▶ _Task statement_: Would you repeat the entries below exactly and omit the pictures?

+++

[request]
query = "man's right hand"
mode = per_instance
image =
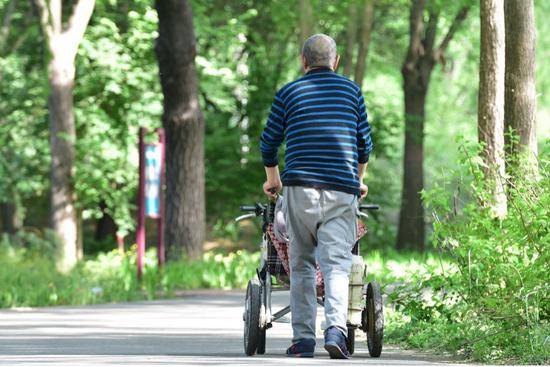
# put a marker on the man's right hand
(272, 187)
(364, 190)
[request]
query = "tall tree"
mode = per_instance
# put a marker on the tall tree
(491, 100)
(365, 31)
(184, 125)
(422, 55)
(351, 35)
(306, 20)
(519, 93)
(63, 41)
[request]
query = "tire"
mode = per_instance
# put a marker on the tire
(350, 341)
(373, 319)
(261, 343)
(252, 317)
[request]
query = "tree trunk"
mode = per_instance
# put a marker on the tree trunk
(520, 94)
(421, 57)
(62, 137)
(63, 46)
(11, 217)
(105, 226)
(364, 41)
(351, 35)
(411, 231)
(306, 20)
(491, 100)
(184, 127)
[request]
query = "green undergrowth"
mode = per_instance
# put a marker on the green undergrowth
(493, 303)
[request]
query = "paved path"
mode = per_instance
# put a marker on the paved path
(198, 329)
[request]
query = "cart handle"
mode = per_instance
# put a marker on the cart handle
(369, 207)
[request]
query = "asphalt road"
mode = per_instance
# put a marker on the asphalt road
(197, 329)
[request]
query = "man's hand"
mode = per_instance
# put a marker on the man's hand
(273, 184)
(271, 188)
(364, 190)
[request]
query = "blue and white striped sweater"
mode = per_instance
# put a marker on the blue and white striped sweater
(323, 118)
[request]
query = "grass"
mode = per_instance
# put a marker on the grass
(417, 315)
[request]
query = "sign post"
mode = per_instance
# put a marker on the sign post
(150, 194)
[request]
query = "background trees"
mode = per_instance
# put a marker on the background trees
(63, 41)
(519, 92)
(184, 127)
(491, 100)
(422, 55)
(245, 51)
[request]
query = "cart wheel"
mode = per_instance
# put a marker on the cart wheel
(350, 341)
(252, 317)
(261, 343)
(373, 319)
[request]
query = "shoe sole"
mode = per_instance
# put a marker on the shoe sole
(301, 355)
(335, 352)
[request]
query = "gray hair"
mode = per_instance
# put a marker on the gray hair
(319, 50)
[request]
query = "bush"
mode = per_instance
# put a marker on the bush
(493, 304)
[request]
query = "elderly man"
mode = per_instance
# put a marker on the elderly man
(322, 116)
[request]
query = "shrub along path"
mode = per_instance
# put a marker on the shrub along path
(200, 328)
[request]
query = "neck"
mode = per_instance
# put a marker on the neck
(308, 69)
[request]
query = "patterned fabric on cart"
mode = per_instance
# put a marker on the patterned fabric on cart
(281, 247)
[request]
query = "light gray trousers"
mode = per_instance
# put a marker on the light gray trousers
(322, 225)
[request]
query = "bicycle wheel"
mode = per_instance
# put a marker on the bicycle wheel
(252, 318)
(373, 319)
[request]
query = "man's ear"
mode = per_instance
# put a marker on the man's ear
(336, 62)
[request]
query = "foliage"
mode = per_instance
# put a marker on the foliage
(493, 303)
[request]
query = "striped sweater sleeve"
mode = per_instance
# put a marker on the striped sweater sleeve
(273, 133)
(364, 141)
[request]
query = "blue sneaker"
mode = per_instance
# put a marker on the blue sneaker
(303, 348)
(335, 343)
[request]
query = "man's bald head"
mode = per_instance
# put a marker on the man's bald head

+++

▶ _Task result_:
[request]
query = "man's right hand"
mode = per_instance
image =
# put a marker on the man's right hand
(272, 187)
(364, 190)
[request]
query = "tall tree"
mode = per_instance
# put a marker on the tall tree
(491, 100)
(365, 31)
(184, 125)
(422, 55)
(351, 35)
(306, 20)
(519, 93)
(63, 41)
[request]
query = "tire"
mode = per_instance
# put a marker on the tire
(350, 341)
(373, 319)
(261, 343)
(252, 317)
[request]
query = "tree trunk"
mode = per_instance
# put a marker on the tree trunk
(520, 94)
(421, 57)
(62, 137)
(63, 46)
(11, 217)
(105, 226)
(364, 41)
(351, 35)
(411, 231)
(306, 20)
(491, 100)
(184, 127)
[request]
query = "green undergrowth"
mode = per_instance
# put a marker on the green undergrowth
(493, 303)
[request]
query = "paved path"
mode = per_instance
# put a marker on the paved path
(198, 329)
[request]
query = "cart handle"
mode = per_instance
# put a marker on the cart handle
(369, 207)
[request]
query = "asphalt road"
mode = per_instance
# put a marker on the asphalt road
(197, 329)
[request]
query = "man's hand"
mode = per_instance
# put a marker on the man's hand
(273, 184)
(271, 188)
(364, 190)
[request]
query = "blue and white striped sweater"
mode = per_instance
# put a marker on the blue and white striped sweater
(323, 118)
[request]
query = "grass"
mode = per_instance
# put a marker on the grass
(417, 315)
[request]
query = "sign post"
mode = per_instance
# put a marker on the sign post
(150, 194)
[request]
query = "background trees"
mode = per_instance
# put a marker on the background trees
(63, 41)
(519, 92)
(184, 127)
(491, 100)
(422, 55)
(245, 51)
[request]
query = "cart wheel"
mode = per_instance
# put a marker on the cart wheel
(350, 341)
(252, 317)
(261, 343)
(373, 319)
[request]
query = "shoe sole"
mode = per_instance
# put a marker on the shoe sole
(301, 355)
(335, 352)
[request]
query = "gray hair"
mode = per_instance
# put a marker on the gray hair
(319, 50)
[request]
query = "bush"
mode = per_instance
# put a marker on the bush
(493, 304)
[request]
query = "elderly man"
mode = per_instance
# put a marker on the elderly man
(322, 116)
[request]
query = "shrub along path"
mode = per_instance
# put a marker on the shrub along path
(200, 328)
[request]
query = "neck"
mode = per_instance
# put a marker on the neck
(308, 69)
[request]
query = "patterned fabric on cart"
mode = per_instance
# put a marker on the patterned fabric on cart
(281, 247)
[request]
query = "light gray trousers"
mode = per_instance
# put a marker on the light gray trousers
(322, 225)
[request]
query = "bicycle wheel"
mode = per_instance
# put a marker on the bicycle wheel
(252, 318)
(373, 319)
[request]
query = "man's ear"
mode = per_instance
# put a marker on the man's ear
(336, 62)
[request]
query = "foliage"
mode = per_instance
# put a marker on the foliage
(493, 303)
[request]
query = "striped sweater sleeve"
mode = per_instance
# put a marker on the striped sweater sleeve
(273, 133)
(364, 141)
[request]
query = "blue sneaker"
mode = per_instance
# put a marker on the blue sneaker
(303, 348)
(335, 343)
[request]
query = "man's bald head"
mode = per_instance
# put a marker on the man's bald head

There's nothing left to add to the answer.